What you have to do » Every line below containing the word "wall" should be found and copied.

Entries provided »
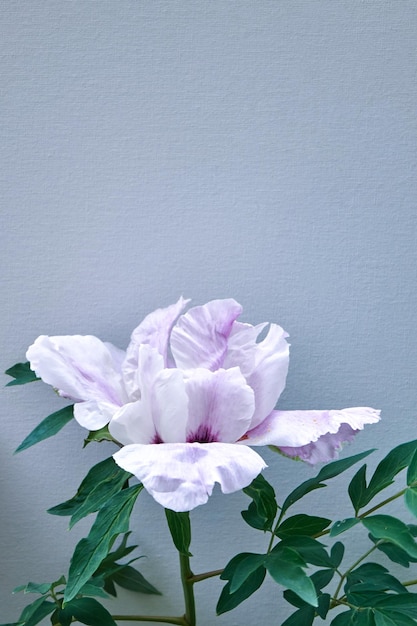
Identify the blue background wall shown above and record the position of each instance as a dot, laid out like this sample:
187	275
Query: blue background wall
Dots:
262	150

Final answer »
Identify the blue background wall shown above and record the position of each instance as a dot, laid out like this sample:
Query: blue background wall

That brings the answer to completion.